3. Apparatus for mixing together two or more flowable materials comprising
(a) an annular elongate chamber having a central axis and defined by respective first and second wall surfaces radially spaced apart from one another about said axis;
(b) means mounting a structure having one of said wall surfaces thereon permitting movement of such wall surface relative to the other;
(c) means selectively to vary the distance between said first and second wall surfaces;
(d) material flow passage means for introducing the materials, to be mixed, individually into said chamber adjacent one end thereof; and
(e) means permitting discharging the mixture of materials from said chamber adjacent an opposite end thereof.
1. Apparatus for mixing together two or more flowable materials comprising
(a) an annular elongate chamber having a central axis and defined by respective first and second wall surfaces radially spaced apart from one another about said axis;
(b) means mounting a structure having one of said wall surfaces thereon permitting movement of such wall surface relative to the other;
(c) material flow passage means for introducing the materials, to be mixed, individually into said chamber adjacent one end thereof; and
(d) means permitting discharging the mixture of materials from said chamber adjacent an opposite end thereof, said chamber tapering in a direction from the inlet thereto in a direction toward the outlet therefrom.
14. Apparatus for mixing two or more fluids comprising:
(a) an annular tapered elongate chamber having a central axis and defined by respective inner and outer opposing wall surfaces radially spaced apart from one another about said axis, said wall surfaces being parallel to one another;
(b) means mounting one of said wall surfaces for movement in a direction axially along said central axis and means mounting the other of said wall surfaces for rotation about said central axis thereby providing axial and rotational movement of the surfaces relative to one another;
(c) fluid flow passage means on the mounting means of said one wall surface for individually introducing the fluids to be mixed into said chamber adjacent one end thereof; and
(d) means permitting discharging the mixture of said fluids from said chamber adjacent an opposite end thereof.

### Recorded information
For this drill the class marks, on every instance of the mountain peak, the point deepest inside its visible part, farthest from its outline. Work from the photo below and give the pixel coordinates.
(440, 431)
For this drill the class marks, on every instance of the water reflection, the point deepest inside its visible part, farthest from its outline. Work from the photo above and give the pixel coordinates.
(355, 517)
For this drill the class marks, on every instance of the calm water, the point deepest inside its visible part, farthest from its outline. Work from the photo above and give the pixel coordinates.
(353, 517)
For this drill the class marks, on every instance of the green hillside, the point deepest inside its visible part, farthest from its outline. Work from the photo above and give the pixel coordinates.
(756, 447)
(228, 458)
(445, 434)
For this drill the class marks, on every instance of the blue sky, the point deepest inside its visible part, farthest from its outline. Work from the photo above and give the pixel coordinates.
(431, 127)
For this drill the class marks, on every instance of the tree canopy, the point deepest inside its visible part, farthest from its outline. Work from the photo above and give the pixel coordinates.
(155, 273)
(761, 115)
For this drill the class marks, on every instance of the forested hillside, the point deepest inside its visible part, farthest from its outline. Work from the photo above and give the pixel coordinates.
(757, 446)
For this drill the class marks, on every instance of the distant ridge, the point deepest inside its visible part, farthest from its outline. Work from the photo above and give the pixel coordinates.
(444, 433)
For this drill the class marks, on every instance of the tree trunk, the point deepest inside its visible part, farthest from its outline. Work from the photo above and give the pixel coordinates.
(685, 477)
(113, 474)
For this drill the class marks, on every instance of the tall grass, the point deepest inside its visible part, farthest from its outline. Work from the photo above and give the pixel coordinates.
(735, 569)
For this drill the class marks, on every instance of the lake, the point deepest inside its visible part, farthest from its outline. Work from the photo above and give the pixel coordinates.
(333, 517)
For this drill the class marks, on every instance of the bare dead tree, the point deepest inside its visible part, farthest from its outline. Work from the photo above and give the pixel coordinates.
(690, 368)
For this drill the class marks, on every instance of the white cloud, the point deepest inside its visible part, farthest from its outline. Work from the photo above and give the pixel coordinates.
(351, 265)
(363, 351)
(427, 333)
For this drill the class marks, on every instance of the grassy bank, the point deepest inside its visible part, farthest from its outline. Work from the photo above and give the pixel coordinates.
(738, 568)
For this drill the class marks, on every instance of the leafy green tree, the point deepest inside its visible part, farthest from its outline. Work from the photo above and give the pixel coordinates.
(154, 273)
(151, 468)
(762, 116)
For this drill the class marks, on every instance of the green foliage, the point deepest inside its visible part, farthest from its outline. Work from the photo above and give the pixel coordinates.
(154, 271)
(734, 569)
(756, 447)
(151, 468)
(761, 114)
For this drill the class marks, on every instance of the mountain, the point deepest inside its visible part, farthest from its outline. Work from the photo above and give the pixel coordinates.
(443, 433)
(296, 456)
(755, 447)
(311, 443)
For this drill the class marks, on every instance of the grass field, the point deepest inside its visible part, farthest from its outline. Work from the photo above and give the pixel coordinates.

### Objective
Pick up the claims for the mixing apparatus after their final sentence and keep writing them.

### Exercise response
5. Apparatus for mixing two or more flexible materials comprising:
(a) an annular elongate chamber having a central axis and defined by respective first and second parallel wall surfaces radially spaced apart from one another about said axis;
(b) means mounting structures having said wall surfaces thereon permitting rotational and axial movement respectively about and along said central axis of one such wall surface relative to the other;
(c) material flow passage means for introducing materials, to be mixed, individually into said chamber adjacent one end thereof;
(d) means permitting discharging the mixture of said materials from said chamber adjacent an opposite end thereof; and
(e) a centrifugal separator in fluid flow communication with the mixer and located downstream therefrom with respect to the direction of fluid flow through the mixer.
15. Apparatus for mixing fluids comprising:
(a) a pair of members having opposing wals facing one another and spaced apart a selected distance to provide a chamber therebetween, said opposing walls surrounding a common axis;
(b) fluid flow passage means having inlets into the chamber for introducing thereinto individually two or more fluids to be mixed;
(c) an outlet from the chamber for discharging therefrom, in continuous flow, a mixture of fluids introduced into the chamber; and
(d) means mounting one of said wall surfaces for movement relative to the other by rotation about said common axis, and means mounting the other of said walls for movement toward and away from the said one wall selectively to vary the spacing between such walls in a range of 2.7 mm to 0.35 mm, said inlets to said chamber being closer to the axis of rotation than the outlet from said chamber.
8. Apparatus for mixing together two or more flowable materials comprising
(a) a first annular elongate mixing chamber having a central axis and defined by respective first and second wall surfaces radially spaced apart from one another about said axis;
(b) means mounting a structure having one of said wall surfaces thereon permitting movement of such wall surface relative to the other;
(c) material flow passage means for introducing the materials, to be mixed, individually into said chamber adjacent one end thereof;
(d) means permitting discharging the mixture of said materials from said chamber adjacent an opposite end thereof; and
(e) a second annular elongate mixing chamber in material flow relationship downstream from said first mixing chamber, said second mixing chamber being disposed coaxial with said first annular mixing chamber and in concentric relation therewith.
24. Apparatus for mixing together two or more fluids comprising:
(a) a mixing chamber defined by respective first and second spaced apart wall surfaces each symmetrically disposed about a common axis;
(b) means mounting a structure having one of said wall surfaces thereon permitting selective adjustment movement of said wall surface in a direction toward and away from the other to selectively vary the spacing between said walls;
(c) fluid flow passage means having inlets into said chamber for introducing thereinto individually two or more fluids to be mixed;
(d) one or more outlets from the chamber for discharging therefrom a mixture of the fluids introduced into the chamber; and
(e) means mounting at least one of said wall surfaces for rotation about said common axis thereby providing for movement of one of said first and second wall surfaces relative to the other to effect mixing of fluids disposed therebetween.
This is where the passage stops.